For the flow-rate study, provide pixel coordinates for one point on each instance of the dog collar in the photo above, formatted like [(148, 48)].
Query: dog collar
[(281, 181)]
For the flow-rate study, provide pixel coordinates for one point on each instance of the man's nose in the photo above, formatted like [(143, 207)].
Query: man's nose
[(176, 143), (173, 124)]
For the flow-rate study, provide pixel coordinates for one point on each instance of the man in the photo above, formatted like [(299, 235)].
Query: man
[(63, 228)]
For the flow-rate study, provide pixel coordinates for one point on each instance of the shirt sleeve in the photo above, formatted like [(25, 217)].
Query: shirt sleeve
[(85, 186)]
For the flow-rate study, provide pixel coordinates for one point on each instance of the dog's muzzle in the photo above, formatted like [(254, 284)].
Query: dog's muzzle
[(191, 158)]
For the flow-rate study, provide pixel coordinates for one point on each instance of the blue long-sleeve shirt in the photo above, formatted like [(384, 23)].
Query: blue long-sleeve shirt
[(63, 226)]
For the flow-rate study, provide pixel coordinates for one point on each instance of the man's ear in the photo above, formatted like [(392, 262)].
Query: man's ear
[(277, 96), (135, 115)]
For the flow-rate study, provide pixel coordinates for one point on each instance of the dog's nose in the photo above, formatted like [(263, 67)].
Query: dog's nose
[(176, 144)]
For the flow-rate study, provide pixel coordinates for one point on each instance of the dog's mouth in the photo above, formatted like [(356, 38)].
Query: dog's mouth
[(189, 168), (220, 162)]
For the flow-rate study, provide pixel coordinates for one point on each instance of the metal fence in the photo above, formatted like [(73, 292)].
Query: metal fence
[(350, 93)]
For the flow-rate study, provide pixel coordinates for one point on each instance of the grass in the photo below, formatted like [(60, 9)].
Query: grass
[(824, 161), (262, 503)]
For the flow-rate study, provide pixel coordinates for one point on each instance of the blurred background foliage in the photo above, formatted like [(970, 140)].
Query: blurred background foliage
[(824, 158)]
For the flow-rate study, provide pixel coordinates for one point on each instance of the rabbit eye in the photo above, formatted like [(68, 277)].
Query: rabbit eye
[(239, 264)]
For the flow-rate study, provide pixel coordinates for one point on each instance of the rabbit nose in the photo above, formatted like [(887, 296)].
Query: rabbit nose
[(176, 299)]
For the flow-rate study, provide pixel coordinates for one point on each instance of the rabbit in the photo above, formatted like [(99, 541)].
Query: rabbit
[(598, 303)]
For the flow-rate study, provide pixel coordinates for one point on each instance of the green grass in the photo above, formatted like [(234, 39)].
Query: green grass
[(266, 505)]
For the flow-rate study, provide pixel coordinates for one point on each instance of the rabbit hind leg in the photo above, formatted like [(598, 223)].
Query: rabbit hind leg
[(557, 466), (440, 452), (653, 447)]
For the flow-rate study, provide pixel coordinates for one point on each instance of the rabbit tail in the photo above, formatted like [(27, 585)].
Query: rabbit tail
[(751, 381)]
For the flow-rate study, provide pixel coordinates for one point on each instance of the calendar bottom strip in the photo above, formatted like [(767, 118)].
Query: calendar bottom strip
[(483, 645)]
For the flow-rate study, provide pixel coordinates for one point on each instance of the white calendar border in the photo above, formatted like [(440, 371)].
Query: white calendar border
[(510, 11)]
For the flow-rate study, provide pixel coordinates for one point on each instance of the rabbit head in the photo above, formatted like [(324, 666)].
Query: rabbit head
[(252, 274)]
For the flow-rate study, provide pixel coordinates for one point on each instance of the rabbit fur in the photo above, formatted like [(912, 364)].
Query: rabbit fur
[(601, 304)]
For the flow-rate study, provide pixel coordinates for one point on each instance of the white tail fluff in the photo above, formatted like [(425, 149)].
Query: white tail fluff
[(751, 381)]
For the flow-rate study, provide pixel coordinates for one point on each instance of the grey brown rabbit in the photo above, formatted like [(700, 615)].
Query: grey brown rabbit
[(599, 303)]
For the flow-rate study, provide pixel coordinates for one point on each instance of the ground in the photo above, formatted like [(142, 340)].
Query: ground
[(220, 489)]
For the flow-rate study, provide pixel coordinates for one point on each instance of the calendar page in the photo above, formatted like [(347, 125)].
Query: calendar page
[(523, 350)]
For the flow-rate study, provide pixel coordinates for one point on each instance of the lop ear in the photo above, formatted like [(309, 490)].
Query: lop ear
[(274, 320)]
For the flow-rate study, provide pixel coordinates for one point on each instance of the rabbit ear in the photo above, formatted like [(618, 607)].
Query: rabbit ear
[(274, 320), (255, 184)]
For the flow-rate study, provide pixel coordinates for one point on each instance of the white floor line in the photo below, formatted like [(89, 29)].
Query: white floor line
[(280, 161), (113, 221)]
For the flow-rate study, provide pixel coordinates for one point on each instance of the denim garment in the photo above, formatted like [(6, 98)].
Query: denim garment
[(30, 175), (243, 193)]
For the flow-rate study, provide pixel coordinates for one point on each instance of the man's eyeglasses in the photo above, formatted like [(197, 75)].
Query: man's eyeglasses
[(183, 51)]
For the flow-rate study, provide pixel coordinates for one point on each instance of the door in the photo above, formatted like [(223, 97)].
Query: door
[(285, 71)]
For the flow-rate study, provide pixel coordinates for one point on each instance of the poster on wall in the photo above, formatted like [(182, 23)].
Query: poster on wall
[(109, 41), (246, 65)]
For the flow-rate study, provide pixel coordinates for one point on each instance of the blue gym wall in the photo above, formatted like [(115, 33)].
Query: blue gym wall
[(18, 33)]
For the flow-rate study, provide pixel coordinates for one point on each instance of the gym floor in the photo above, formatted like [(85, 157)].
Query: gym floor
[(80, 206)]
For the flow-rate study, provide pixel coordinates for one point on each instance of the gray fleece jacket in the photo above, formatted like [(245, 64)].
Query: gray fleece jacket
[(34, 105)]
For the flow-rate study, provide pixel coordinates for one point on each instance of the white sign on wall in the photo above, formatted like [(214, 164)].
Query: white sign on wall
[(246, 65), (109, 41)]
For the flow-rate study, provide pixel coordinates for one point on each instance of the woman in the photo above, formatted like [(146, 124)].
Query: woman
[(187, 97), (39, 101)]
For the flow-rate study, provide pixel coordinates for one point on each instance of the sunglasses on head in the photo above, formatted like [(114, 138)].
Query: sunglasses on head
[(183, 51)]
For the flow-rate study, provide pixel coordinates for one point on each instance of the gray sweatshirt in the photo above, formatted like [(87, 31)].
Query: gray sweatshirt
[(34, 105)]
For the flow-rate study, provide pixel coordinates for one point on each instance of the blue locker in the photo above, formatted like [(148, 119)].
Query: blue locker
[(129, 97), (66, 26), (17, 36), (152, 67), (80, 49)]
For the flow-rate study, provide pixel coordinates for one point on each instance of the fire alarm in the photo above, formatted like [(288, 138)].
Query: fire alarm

Task to carry out
Revise the rows above so that every "pixel coordinates" becomes "image coordinates", leaving everything else unchanged.

Correct response
For the flow-rate study, provide image coordinates for one point on each instance of the dog collar in the photo above, formatted like [(148, 48)].
Query: dog collar
[(281, 181)]
For the flow-rate study, provide image coordinates for one point on each instance of the man's nose in the photo above, formatted like [(143, 207)].
Query: man's nose
[(176, 143), (173, 124)]
For the flow-rate study, provide image coordinates for one point on each instance of the man in the photo above, formatted like [(299, 235)].
Query: man
[(63, 228)]
For the flow-rate study, provide image coordinates for one point on each instance of the shirt sleeve in the photo above, formatted like [(25, 217)].
Query: shirt sleeve
[(85, 186)]
For the flow-rate study, provide image coordinates for one point on each instance of the dog's muzzle in the photo above, formatted like [(254, 284)].
Query: dog's muzzle
[(191, 158)]
For the flow-rate study, provide image coordinates for one point on each instance of the blue long-sleeve shirt in the photo above, formatted like [(384, 23)].
Query: blue long-sleeve shirt
[(63, 226)]
For the flow-rate study, provide image coordinates for one point on each instance of the man's ear in the photo above, formatted like [(392, 262)].
Query: man's ear
[(277, 96), (135, 115)]
For the flow-rate study, provide image coordinates for one point on each instance of the dog's nose in the photo above, formatted like [(263, 67)].
Query: dog's nose
[(176, 144)]
For the flow-rate study, provide image coordinates for one point on each instance of the dog's mouth in the photo above, formatted like [(356, 38)].
Query: dog's mouth
[(189, 168), (220, 162)]
For the flow-rate study, provide image coordinates for one point on each instance of the metal fence in the photo above, formatted like [(73, 292)].
Query: metal fence
[(350, 93)]
For the flow-rate study, provide image coordinates for one point on each instance of the grass in the photo below, formatted like [(60, 9)].
Query: grass
[(824, 161), (262, 503)]
For the flow-rate study, provide image coordinates for one point on each instance of the blurred background foliage in the photo above, formatted like [(970, 140)].
Query: blurred background foliage
[(824, 158)]
For the flow-rate study, provide image coordinates for one point on each instance of the rabbit eye in the photo above, formatted like [(68, 277)].
Query: rabbit eye
[(239, 264)]
For the flow-rate study, provide image coordinates for one point on each instance of the rabbit nose in the photo above, formatted like [(887, 296)].
Query: rabbit nose
[(176, 299)]
For the flow-rate study, provide image coordinates for one point on each instance of the rabbit in the photo above, formatted like [(99, 541)].
Query: rabbit
[(598, 303)]
For the flow-rate study, provide image coordinates for one point on each instance of the green grass in the photo above, formatted like [(234, 39)].
Query: green grass
[(266, 505)]
For the flow-rate study, provide image coordinates for one point on each instance of the rabbit hind leg in the photo above, formatted like [(598, 223)].
Query: rabbit hind leg
[(557, 466), (440, 452), (653, 447)]
For the flow-rate study, provide image coordinates for one point on each instance of the rabbit tail in the photo above, formatted like [(27, 585)].
Query: rabbit tail
[(751, 381)]
For the flow-rate study, provide image coordinates for one point on each instance of the calendar bottom strip in the photo above, formatted like [(767, 118)].
Query: calendar bottom strip
[(483, 645)]
For the flow-rate study, provide image coordinates for one point on each instance of the white calendar border in the photo above, formatted like [(440, 371)].
Query: white calendar border
[(510, 11)]
For the flow-rate study, provide image coordinates for one point on each instance of the rabbit head in the photo above, formatted like [(324, 666)].
Query: rabbit head
[(252, 274)]
For the flow-rate study, provide image coordinates for one point on each instance of the rabbit fur in the photo above, formatted like [(912, 364)].
Query: rabbit fur
[(601, 304)]
For the flow-rate study, provide image coordinates for one point on each instance of the white tail fluff in the photo above, formatted like [(425, 149)].
Query: white tail fluff
[(751, 381)]
For the flow-rate study, provide image coordinates for one point on each instance of the grey brown rabbit in the photo above, formatted like [(700, 615)].
Query: grey brown rabbit
[(599, 303)]
For the flow-rate study, provide image coordinates for one point on each instance of the ground in the photo above, formatted like [(142, 340)].
Query: ground
[(220, 489)]
For the flow-rate study, provide image coordinates for one point on each instance of the calendar page in the photo above, formatted like [(347, 125)].
Query: calendar page
[(523, 350)]
For the flow-rate study, provide image coordinates for one point on each instance of the lop ear in the photo above, formatted like [(309, 490)].
Query: lop ear
[(274, 320)]
For the flow-rate study, provide image coordinates for one point on each instance of the rabbit ear in the photo above, formatted like [(618, 607)].
Query: rabbit ear
[(274, 320), (255, 184)]
For the flow-rate study, provide image coordinates for one point on each instance of the white floor line in the photo below, formatted like [(89, 29)].
Query: white floor line
[(280, 161), (113, 221)]
For the flow-rate study, provide image coordinates for one point on each instance of the denim garment in the photo above, formatted like [(6, 98)].
Query: denim garment
[(30, 175), (243, 193)]
For the flow-rate study, provide image coordinates for one point on each instance of the man's eyeglasses in the photo above, formatted like [(197, 75)].
Query: man's eyeglasses
[(183, 51)]
For the flow-rate study, provide image coordinates for one point on each instance of the door in the photo above, formatted like [(223, 97)].
Query: door
[(285, 71)]
For the flow-rate study, provide image coordinates for one point on each instance of the poster on wall in the photo above, formatted like [(182, 23)].
Query: poster on wall
[(109, 41), (246, 65)]
For the flow-rate study, provide image coordinates for one point on each instance of the blue gym wall in the photo above, formatted like [(115, 33)].
Query: blue gym wall
[(18, 33)]
For the flow-rate study, provide image coordinates for one point on each instance of the gym floor in the photo above, formatted like [(85, 157)].
Query: gym floor
[(80, 206)]
For the flow-rate study, provide image coordinates for one point on each instance of the gray fleece jacket in the photo above, formatted like [(245, 64)].
Query: gray fleece jacket
[(34, 105)]
For the flow-rate study, provide image coordinates for one point on each instance of the white sign on wall in the photo above, formatted like [(214, 164)].
Query: white sign on wall
[(246, 65), (109, 41)]
For the flow-rate study, provide image coordinates for one point on each instance of the woman in the photo above, formatted like [(146, 124)].
Query: woman
[(187, 97), (39, 101)]
For the flow-rate study, provide image coordinates for one point on each instance of the sunglasses on head in the photo above, formatted like [(114, 138)].
Query: sunglasses on head
[(183, 51)]
For the flow-rate study, provide image coordinates for one point on each instance of the gray sweatshirt in the photo above, formatted like [(87, 31)].
Query: gray sweatshirt
[(34, 105)]
For the flow-rate study, provide image coordinates for one point on each instance of the blue locker in the photo above, formatted like [(148, 119)].
Query: blue locker
[(129, 97), (66, 26), (17, 36), (152, 67), (80, 49)]
For the flow-rate study, provide image coordinates for one point on each instance of the fire alarm in the photo above, formatted like [(288, 138)].
Query: fire alarm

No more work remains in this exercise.